[Source records]:
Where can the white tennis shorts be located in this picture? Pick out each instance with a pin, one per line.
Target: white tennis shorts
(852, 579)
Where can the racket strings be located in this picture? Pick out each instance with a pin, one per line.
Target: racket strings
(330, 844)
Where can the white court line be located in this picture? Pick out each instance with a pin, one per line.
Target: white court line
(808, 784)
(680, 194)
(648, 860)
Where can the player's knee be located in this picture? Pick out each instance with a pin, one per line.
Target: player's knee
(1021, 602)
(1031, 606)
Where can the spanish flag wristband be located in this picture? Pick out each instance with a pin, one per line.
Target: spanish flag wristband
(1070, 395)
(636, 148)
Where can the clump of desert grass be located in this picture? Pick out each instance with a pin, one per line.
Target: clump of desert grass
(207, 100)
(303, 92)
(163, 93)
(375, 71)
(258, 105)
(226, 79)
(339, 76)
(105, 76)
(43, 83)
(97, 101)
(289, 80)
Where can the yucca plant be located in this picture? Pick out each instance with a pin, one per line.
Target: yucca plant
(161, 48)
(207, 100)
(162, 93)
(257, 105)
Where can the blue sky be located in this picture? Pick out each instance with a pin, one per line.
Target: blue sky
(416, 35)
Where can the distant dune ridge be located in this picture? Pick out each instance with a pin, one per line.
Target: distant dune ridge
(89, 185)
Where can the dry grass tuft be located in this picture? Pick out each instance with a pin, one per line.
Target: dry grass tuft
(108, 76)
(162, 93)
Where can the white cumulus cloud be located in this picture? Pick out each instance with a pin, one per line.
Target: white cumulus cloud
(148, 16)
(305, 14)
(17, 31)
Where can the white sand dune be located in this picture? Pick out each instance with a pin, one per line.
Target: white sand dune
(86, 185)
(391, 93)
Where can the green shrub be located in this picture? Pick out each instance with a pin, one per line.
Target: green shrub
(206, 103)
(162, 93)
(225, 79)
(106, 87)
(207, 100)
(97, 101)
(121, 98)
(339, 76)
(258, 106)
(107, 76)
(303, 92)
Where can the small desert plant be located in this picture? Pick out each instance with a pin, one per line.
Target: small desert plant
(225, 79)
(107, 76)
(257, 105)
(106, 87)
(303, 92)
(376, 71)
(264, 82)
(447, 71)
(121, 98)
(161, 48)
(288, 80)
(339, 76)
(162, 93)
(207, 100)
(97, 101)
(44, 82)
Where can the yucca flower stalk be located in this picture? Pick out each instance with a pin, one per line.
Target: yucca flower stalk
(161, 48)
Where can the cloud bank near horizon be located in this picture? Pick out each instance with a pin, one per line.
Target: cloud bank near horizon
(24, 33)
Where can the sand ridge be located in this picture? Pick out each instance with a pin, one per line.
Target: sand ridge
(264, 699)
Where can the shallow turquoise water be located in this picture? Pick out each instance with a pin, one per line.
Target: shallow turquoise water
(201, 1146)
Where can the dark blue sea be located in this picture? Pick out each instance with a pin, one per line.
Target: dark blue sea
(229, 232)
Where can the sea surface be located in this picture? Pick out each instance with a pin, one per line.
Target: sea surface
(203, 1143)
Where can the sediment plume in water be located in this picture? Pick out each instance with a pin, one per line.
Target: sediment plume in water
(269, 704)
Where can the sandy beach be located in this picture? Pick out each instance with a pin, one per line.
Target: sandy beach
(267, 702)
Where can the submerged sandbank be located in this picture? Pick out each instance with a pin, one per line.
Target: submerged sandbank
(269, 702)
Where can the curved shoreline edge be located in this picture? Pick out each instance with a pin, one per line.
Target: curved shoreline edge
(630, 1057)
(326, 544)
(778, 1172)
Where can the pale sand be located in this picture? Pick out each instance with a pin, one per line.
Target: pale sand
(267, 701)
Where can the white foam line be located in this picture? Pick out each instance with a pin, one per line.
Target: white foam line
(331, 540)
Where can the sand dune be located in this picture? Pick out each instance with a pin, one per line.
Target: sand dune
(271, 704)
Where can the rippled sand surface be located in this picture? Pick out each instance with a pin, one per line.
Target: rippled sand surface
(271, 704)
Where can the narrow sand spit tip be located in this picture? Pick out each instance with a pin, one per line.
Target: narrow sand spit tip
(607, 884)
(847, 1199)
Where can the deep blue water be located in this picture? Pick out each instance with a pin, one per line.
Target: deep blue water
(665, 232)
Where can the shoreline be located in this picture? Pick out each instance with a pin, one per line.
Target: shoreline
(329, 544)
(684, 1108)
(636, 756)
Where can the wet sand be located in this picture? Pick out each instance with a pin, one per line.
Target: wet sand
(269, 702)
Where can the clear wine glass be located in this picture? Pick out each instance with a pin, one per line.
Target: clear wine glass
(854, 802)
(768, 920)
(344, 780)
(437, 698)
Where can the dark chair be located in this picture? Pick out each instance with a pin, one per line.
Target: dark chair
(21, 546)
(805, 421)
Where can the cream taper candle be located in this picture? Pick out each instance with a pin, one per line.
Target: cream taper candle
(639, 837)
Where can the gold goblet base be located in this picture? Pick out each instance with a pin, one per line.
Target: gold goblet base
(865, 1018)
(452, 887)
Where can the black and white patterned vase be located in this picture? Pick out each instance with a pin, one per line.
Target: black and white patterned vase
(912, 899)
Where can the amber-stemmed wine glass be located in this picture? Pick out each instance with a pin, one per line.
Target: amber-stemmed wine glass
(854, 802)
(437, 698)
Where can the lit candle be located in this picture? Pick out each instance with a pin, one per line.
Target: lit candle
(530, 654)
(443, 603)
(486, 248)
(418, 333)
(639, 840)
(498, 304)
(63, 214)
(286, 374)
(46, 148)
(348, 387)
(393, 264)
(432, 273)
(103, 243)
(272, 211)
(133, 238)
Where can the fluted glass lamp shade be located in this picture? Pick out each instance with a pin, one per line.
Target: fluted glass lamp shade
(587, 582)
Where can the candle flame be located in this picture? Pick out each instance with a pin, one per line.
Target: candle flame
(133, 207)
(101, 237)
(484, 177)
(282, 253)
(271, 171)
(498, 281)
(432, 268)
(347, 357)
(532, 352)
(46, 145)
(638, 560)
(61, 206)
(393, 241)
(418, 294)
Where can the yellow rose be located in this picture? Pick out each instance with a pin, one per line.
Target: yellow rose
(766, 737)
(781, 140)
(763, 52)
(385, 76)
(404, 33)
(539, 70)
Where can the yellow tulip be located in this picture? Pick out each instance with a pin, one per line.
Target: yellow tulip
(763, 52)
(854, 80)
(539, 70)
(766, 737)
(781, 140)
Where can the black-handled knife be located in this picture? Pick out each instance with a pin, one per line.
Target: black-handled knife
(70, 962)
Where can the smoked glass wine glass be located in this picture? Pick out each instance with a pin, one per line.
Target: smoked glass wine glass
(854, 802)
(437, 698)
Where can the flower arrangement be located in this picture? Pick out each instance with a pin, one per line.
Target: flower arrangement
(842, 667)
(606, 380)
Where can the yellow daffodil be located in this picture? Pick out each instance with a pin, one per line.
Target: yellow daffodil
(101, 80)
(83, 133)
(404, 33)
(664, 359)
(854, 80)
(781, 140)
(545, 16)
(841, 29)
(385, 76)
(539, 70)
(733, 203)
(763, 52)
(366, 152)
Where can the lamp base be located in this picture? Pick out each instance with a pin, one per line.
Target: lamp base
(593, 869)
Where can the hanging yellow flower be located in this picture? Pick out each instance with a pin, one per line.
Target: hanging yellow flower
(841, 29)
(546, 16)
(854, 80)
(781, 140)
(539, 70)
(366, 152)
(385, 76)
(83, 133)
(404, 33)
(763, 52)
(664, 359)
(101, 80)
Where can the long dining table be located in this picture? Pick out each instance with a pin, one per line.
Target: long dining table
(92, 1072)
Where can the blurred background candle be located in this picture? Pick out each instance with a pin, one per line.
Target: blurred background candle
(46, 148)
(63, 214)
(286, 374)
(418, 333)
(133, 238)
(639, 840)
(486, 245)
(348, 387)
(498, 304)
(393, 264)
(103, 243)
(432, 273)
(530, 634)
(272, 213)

[Work to be completed]:
Take the line in which "Where can the lamp" occurs and each subsequent line through the end; give these lines again without alteration.

[Full answer]:
Where can the lamp base be located in this picture? Pick out each instance with a pin, one per line.
Target: lamp base
(593, 869)
Where can the hanging yellow flower be located in this picture? Pick out each instance with a pin, one per line.
Target: hanging yellow flower
(841, 29)
(546, 16)
(854, 80)
(781, 140)
(539, 70)
(366, 152)
(385, 76)
(83, 133)
(404, 33)
(763, 52)
(664, 359)
(101, 80)
Where can the long dining table be located in this picture? Pick out each instance with a pin, one per line.
Target: long dining table
(92, 1072)
Where can the blurred background candle be located in this picture? Pick out each instance with a pin, one per line.
Target: blurred background candle
(46, 148)
(63, 214)
(286, 374)
(418, 333)
(133, 238)
(639, 840)
(486, 245)
(348, 387)
(498, 304)
(393, 264)
(103, 243)
(432, 273)
(530, 634)
(272, 213)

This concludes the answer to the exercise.